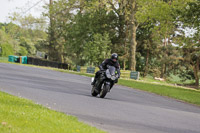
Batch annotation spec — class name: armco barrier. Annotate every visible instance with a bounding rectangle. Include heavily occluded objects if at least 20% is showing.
[27,57,69,69]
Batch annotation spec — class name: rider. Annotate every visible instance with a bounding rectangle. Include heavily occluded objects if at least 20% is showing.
[91,53,120,85]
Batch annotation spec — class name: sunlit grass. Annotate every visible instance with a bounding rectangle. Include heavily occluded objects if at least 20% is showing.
[0,92,106,133]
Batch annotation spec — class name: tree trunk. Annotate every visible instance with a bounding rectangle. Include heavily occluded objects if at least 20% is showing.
[48,0,55,60]
[129,0,138,71]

___

Can you write out every item above word for word, leaving out the pictures?

Batch annotation spec — class name: armco barrier. Annotate every visible instance with a bounding rectangle. Include heavily occluded objects if at least 20% is showing.
[27,57,69,69]
Batch annotation spec — class name: rider. Annotate every visible instance with a bounding rectangle. Include heavily occluded objects if at least 20% is showing.
[91,53,120,85]
Batch annotation spec — class name: sunlit grass. Annotate every visible instance with a bounding rectangle. Include heavily occluded objects if at least 20% is showing.
[0,92,106,133]
Batch annotation spec — class name: tree trunk. Annotate every visible instance with a bounding rectangle. Include heavily occluded objects if at least 20% is showing.
[48,0,55,60]
[129,0,138,71]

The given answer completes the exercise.